# [Selected text]
┌──
The training script for the Anima model has already been implemented for sd-scripts

#35

by duongve - opened Feb 5

Feb 5

I have completed the implementation for both LoRA and full fine-tuning. You can check my pull request here: https://github.com/kohya-ss/sd-scripts/pull/2260. And here is my repo for implement it: https://github.com/duongve13112002/sd-scripts/tree/sd3

Guide:
I. Training

This model can be trained using the sd-scripts training pipeline with either LoRA or full finetuning.

LoRA Training

Use LoRA adapters to reduce memory usage and training time while keeping the base model frozen:

accelerate launch anima_train_network.py \
  --dit_path <path_to_anima_dit> \
  --vae_path <path_to_wanvae> \
  --qwen3_path <path_to_qwen3> \
  --dataset_config my_dataset_config.toml \
  --output_dir output \
  --output_name anima_lora \
  --network_module networks.lora_anima \
  --network_dim 16 \
  --learning_rate 1e-4 \
  --max_train_epochs 10 \
  --cache_text_encoder_outputs \
  --cache_latents

Full Finetuning

For full model finetuning, including DiT and optional LLM Adapter components:

accelerate launch anima_train.py \
  --dit_path <path_to_anima_dit> \
  --vae_path <path_to_wanvae> \
  --qwen3_path <path_to_qwen3> \
  --dataset_config my_dataset_config.toml \
  --output_dir output \
  --output_name anima_ft \
  --learning_rate 1e-5 \
  --max_train_epochs 10 \
  --cache_text_encoder_outputs \
  --cache_latents \
  --llm_adapter_lr 0

Setting --llm_adapter_lr 0 freezes the LLM Adapter during training.

II. Notes

Anima is a ~2B parameter DiT-based model.
VRAM usage can be significantly reduced by enabling:

--cache_text_encoder_outputs
--cache_latents
--gradient_checkpointing

LoRA training supports per-layer rank configuration via --network_args.

kazuyi1222

Feb 5

This comment has been hidden (marked as Off-Topic)

kazuyi1222

Feb 6

我使用你的分支训练了一个lora，好像出图不太对劲（

这是参数：accelerate launch anima_train_network.py
--dit_path "/root/autodl-tmp/anima-preview.safetensors"
--vae_path "/root/autodl-tmp/qwen_image_vae.safetensors"
--qwen3_path "/root/autodl-tmp/qwen"
--dataset_config "/root/autodl-tmp/sd-/dataset.toml"
--output_dir "/root/autodl-tmp/sd-/output"
--output_name "mmm_anima"
--network_module networks.lora_anima
--network_dim 32
--network_alpha 8
--learning_rate 7e-5
--max_train_epochs 40
--gradient_checkpointing
--train_batch_size 10
--cache_latents
--logging_dir "/root/autodl-tmp/sd-/output"
--xformers
--mixed_precision "bf16"
--optimizer_type "pytorch_optimizer.Adan"
--lr_scheduler "cosine"
--max_grad_norm 0
--lr_warmup_steps 50
--optimizer_args "weight_decay=0.02" "betas=0.98,0.92,0.99"
--save_every_n_epochs=2
--network_train_unet_only

duongve

Feb 6

@kazuyi1222 Can you tell me more detail about the dataset which you used for training?
└──
# [Listed records]
┌──
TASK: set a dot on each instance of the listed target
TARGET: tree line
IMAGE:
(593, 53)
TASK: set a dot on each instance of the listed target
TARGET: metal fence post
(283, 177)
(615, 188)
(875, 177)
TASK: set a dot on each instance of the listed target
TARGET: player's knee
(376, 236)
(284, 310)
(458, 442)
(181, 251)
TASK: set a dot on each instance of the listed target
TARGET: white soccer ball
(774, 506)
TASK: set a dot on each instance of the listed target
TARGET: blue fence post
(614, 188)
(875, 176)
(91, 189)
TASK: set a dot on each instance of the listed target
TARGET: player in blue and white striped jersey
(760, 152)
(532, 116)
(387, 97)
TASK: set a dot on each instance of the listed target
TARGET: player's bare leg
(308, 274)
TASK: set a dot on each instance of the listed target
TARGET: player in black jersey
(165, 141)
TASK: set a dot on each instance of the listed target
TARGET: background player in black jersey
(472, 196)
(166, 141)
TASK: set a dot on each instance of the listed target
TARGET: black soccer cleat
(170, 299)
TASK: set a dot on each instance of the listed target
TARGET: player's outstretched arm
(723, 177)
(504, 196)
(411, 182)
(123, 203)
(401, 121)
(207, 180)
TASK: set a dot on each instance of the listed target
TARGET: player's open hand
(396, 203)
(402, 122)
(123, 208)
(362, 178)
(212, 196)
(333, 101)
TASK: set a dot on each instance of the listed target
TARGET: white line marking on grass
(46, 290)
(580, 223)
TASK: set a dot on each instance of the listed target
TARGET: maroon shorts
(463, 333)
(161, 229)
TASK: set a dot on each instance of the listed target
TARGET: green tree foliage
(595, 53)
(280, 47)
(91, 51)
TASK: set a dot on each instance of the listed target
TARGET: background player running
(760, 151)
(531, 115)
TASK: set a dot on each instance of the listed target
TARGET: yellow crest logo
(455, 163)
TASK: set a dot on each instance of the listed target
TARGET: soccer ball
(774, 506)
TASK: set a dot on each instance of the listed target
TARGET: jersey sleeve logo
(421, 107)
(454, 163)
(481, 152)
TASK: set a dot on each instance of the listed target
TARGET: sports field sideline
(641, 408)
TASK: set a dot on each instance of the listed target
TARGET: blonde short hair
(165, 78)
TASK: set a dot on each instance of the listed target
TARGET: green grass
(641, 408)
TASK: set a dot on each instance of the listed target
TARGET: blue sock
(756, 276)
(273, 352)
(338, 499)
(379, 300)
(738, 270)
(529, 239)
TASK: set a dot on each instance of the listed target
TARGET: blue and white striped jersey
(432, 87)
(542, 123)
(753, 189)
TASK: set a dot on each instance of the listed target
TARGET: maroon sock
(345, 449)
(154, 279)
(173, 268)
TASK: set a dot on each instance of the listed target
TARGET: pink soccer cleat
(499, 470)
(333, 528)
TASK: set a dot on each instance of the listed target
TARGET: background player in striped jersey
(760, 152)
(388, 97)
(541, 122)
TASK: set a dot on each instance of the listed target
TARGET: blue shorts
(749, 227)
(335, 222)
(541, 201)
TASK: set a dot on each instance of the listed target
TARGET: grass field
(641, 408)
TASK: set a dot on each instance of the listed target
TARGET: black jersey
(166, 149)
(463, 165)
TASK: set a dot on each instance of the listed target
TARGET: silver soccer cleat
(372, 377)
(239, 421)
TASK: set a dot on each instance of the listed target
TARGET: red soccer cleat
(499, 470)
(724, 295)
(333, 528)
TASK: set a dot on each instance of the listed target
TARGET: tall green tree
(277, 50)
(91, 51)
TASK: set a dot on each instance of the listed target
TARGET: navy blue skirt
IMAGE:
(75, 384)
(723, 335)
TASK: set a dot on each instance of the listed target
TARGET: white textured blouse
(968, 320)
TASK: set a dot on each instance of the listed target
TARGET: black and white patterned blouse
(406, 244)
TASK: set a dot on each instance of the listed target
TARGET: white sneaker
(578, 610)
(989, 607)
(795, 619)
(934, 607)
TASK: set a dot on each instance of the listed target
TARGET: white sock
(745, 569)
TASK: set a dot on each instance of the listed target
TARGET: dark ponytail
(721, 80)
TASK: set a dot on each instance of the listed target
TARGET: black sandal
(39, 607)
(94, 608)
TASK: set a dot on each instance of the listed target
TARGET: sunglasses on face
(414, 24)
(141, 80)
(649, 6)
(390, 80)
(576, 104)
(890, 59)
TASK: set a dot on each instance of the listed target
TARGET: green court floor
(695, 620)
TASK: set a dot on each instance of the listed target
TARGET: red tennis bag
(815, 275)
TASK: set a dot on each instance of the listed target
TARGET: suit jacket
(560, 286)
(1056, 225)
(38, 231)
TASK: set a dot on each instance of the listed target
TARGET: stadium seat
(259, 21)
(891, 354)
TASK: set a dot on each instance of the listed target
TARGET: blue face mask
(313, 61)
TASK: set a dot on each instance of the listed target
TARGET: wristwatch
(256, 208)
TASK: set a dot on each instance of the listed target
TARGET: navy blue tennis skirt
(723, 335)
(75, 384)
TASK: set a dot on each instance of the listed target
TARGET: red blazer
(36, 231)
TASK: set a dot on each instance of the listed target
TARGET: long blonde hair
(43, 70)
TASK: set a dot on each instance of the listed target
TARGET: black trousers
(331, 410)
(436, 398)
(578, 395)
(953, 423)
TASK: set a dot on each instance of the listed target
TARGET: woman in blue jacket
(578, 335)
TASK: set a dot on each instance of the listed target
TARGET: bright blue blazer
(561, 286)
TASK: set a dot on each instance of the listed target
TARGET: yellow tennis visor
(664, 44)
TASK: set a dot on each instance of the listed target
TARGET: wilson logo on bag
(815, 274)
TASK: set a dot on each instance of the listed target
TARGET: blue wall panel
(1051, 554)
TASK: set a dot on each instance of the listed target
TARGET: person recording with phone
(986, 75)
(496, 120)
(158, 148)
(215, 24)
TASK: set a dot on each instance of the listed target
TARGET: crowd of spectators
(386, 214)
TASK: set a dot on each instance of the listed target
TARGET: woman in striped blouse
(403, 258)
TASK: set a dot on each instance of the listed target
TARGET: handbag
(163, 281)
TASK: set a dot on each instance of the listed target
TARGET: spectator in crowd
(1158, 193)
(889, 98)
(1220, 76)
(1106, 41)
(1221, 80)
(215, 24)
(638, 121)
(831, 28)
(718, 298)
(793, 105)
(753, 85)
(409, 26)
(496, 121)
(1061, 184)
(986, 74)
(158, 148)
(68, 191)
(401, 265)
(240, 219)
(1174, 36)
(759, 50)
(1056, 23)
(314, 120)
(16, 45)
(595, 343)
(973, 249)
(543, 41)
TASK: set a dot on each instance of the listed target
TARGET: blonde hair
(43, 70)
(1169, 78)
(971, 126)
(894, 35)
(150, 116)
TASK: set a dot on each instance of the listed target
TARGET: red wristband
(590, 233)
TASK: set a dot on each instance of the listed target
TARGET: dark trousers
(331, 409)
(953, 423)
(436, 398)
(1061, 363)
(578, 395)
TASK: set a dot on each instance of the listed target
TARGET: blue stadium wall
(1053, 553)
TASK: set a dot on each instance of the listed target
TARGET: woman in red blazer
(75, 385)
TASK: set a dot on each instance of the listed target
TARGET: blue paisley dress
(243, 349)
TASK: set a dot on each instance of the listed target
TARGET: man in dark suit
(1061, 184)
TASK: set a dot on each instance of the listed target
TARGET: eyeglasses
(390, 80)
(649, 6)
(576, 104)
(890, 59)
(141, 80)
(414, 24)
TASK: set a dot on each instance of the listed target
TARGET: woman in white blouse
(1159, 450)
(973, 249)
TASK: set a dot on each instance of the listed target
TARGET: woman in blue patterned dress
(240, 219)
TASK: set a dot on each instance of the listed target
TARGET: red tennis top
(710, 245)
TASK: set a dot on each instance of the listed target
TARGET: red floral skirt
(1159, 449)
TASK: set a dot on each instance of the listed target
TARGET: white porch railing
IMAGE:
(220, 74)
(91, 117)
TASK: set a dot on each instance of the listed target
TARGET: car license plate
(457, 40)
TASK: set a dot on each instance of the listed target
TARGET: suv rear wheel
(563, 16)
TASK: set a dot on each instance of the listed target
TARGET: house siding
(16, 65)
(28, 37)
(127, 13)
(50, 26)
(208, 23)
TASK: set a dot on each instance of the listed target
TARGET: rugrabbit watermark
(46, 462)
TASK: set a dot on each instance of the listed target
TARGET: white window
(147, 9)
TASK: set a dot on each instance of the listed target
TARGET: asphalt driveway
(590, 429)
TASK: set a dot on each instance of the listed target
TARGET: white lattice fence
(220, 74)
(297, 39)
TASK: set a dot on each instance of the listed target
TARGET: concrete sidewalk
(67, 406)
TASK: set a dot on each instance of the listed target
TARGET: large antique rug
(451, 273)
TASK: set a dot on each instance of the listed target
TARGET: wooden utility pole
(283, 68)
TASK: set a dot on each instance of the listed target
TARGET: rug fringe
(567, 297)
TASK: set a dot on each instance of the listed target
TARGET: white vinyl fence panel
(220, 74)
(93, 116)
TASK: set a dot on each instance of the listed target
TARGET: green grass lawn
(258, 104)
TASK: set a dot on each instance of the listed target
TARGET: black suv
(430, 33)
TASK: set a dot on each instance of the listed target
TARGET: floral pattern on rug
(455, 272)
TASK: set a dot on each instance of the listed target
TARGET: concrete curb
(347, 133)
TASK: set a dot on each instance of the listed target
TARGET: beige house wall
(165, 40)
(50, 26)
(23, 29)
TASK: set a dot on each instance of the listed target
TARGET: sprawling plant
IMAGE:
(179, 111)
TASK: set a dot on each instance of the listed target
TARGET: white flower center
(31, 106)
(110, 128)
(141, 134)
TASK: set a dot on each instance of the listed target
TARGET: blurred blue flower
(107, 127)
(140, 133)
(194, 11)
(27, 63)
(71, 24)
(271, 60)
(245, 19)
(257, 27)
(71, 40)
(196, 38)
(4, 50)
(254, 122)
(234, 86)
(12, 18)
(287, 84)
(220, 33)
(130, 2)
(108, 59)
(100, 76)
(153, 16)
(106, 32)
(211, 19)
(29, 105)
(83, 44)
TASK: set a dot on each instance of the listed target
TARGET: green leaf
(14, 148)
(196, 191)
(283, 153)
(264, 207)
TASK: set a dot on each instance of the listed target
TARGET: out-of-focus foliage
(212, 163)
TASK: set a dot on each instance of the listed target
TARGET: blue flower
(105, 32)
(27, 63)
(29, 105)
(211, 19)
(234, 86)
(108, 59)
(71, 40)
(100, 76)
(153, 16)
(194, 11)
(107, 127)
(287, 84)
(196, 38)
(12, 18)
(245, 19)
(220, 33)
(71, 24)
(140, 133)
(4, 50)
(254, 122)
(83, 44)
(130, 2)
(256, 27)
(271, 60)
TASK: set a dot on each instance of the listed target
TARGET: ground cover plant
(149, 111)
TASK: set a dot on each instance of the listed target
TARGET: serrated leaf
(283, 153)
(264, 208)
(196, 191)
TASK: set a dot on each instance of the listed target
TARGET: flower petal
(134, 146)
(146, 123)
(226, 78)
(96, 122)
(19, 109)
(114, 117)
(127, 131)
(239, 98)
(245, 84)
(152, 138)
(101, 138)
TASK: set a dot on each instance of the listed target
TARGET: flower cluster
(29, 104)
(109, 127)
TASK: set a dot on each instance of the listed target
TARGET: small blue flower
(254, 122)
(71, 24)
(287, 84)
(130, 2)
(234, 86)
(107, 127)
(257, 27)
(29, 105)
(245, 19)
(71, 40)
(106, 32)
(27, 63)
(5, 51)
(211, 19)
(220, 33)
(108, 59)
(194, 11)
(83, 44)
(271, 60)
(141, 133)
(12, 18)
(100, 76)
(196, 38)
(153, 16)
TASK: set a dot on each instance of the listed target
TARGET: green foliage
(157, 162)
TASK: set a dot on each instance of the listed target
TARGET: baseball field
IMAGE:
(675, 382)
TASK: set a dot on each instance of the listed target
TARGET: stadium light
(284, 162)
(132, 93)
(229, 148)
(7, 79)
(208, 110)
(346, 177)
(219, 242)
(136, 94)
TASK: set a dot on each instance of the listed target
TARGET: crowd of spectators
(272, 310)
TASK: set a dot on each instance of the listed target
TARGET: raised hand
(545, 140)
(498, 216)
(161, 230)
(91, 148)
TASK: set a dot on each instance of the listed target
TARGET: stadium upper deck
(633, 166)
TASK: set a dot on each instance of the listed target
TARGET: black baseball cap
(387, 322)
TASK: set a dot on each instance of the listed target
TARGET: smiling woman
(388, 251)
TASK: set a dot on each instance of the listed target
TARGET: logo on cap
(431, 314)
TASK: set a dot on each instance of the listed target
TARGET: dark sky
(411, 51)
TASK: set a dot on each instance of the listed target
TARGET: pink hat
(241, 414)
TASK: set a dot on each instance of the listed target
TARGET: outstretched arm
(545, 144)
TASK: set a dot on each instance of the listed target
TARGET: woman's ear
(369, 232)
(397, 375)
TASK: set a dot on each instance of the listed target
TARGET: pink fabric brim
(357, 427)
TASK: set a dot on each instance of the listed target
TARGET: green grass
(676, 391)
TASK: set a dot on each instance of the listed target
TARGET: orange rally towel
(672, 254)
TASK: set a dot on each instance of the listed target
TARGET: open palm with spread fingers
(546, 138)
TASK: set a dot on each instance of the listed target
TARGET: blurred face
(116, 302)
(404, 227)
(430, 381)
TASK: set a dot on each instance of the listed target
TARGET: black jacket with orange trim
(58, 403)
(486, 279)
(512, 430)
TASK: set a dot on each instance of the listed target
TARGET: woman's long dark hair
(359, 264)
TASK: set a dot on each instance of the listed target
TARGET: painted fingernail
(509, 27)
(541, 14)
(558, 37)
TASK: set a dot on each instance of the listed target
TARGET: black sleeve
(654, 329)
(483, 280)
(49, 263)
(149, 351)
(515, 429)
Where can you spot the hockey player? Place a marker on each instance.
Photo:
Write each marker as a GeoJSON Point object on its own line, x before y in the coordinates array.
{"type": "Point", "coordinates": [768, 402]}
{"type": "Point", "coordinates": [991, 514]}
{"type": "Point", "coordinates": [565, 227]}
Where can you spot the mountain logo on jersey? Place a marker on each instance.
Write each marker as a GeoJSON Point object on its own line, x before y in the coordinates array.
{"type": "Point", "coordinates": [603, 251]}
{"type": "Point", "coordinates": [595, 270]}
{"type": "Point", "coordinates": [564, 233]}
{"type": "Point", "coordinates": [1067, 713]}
└──
# [Work order 1]
Retype the part of the Anima training thread starting with "VRAM usage can" and going on through "(marked as Off-Topic)".
# [Work order 2]
In the Anima training thread, what happens when --llm_adapter_lr is set to 0?
The entries have nothing to do with the Anima training thread.

# [Your response 1]
VRAM usage can be significantly reduced by enabling:

--cache_text_encoder_outputs
--cache_latents
--gradient_checkpointing

LoRA training supports per-layer rank configuration via --network_args.

kazuyi1222

Feb 5

This comment has been hidden (marked as Off-Topic)

# [Your response 2]
The LLM Adapter is frozen during training.